— Begin EXERCISE MATERIAL —
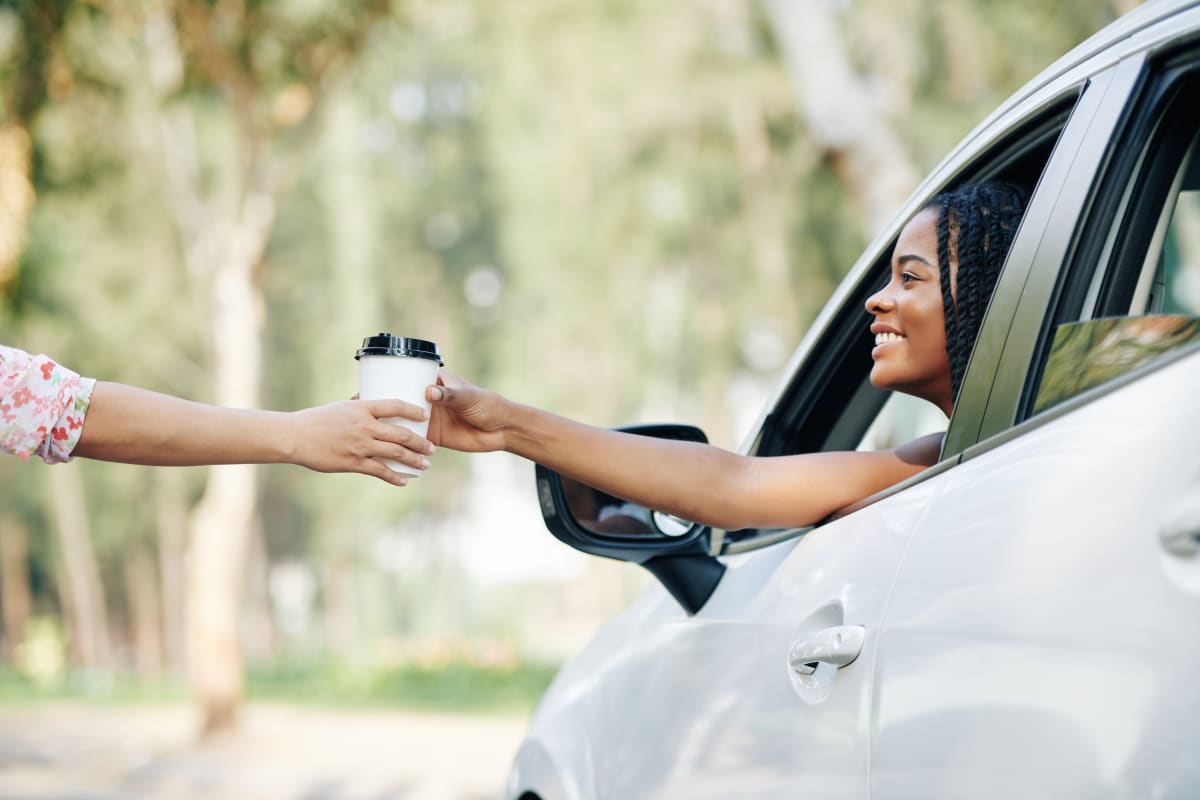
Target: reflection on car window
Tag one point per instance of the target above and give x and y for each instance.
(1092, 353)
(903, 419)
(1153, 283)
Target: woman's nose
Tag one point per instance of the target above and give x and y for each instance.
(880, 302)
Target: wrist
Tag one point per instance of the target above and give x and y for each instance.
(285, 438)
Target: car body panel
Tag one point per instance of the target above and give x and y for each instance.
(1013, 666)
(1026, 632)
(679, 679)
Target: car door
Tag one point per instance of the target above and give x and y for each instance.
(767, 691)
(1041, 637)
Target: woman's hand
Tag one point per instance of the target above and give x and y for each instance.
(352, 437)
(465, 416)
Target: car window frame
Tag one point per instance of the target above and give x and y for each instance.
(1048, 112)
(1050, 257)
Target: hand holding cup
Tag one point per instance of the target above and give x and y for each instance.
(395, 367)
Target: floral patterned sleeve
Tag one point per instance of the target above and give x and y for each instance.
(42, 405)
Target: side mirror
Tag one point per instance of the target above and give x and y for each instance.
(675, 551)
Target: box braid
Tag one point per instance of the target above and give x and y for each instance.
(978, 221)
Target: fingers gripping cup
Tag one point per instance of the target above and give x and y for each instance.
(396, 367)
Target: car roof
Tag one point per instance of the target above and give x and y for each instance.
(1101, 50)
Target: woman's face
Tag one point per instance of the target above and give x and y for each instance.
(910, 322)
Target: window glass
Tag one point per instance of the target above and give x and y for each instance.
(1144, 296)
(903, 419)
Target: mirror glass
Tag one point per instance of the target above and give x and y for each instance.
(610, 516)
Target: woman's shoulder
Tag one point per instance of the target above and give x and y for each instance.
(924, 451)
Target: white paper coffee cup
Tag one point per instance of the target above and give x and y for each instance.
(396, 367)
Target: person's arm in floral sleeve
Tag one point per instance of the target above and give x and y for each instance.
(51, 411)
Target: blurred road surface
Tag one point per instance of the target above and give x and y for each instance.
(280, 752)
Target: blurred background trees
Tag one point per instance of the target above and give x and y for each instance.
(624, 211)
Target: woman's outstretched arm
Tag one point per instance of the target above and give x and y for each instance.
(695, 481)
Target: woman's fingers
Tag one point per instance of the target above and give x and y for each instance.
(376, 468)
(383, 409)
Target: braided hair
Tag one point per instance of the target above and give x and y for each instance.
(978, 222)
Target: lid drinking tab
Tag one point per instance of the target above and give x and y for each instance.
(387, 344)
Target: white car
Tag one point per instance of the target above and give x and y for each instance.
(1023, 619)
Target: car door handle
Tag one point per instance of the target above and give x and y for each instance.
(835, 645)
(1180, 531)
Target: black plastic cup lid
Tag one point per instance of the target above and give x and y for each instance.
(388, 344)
— End EXERCISE MATERIAL —
— Begin EXERCISE MATERIAL —
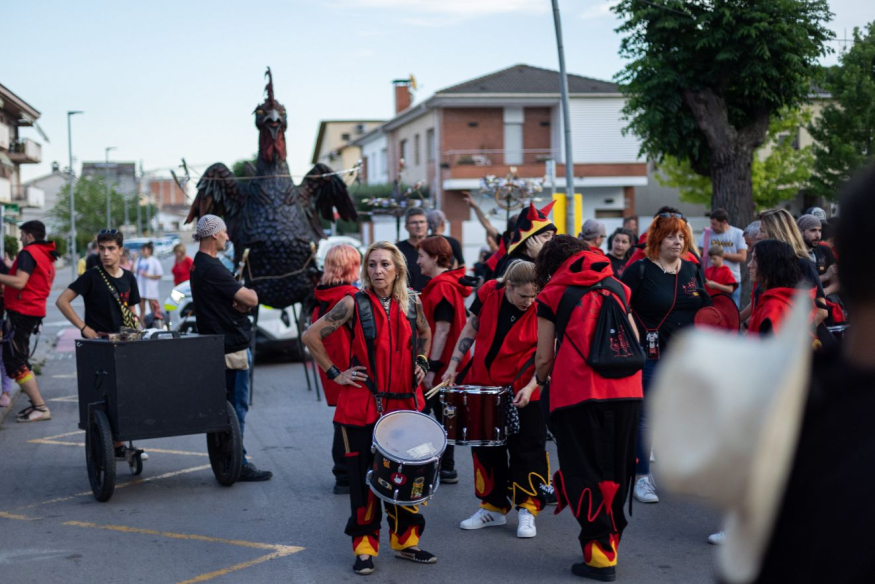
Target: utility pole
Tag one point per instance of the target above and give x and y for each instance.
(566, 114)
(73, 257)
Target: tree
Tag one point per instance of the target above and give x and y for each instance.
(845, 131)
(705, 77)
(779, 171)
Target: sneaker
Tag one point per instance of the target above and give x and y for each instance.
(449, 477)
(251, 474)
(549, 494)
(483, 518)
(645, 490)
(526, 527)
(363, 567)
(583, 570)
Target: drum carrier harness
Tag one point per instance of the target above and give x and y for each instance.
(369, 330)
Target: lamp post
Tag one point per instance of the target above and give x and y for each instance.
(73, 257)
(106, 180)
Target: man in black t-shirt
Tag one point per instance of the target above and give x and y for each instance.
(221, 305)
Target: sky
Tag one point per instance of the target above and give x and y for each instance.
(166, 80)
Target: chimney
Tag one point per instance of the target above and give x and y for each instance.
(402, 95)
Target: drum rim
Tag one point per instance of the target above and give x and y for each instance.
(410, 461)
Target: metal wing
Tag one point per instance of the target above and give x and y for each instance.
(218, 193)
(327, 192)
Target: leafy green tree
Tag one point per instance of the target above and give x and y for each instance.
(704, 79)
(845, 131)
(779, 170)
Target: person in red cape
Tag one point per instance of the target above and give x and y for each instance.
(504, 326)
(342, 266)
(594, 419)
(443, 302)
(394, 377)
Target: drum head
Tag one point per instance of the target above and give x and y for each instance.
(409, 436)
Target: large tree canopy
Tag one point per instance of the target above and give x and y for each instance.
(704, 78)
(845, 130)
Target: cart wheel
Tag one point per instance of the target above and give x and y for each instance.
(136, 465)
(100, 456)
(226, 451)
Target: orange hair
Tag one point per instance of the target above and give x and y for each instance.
— End EXERCISE MATERIAL —
**DIRECTIONS FOR THIS TASK:**
Return every line in the rows above that contains the word "fingers".

**FULL OUTPUT:**
Target: fingers gripping cup
Target: woman's fingers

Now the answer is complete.